> To do: Transcribe the listing verbatim, please, with images dropped.

[Start of section]

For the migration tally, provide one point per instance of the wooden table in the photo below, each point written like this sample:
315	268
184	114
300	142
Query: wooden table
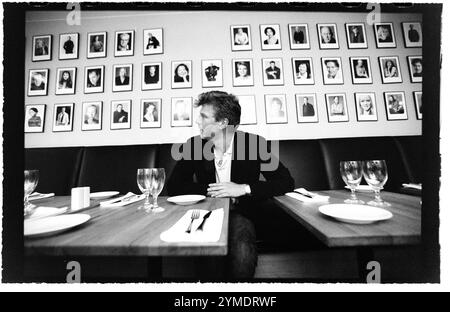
126	231
404	228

[End of section]

> The completed task:
For the migration tally, provide one point per instance of the wooden table in the photo below, each point written like this sample:
315	268
184	114
300	142
Query: wooden table
126	231
404	228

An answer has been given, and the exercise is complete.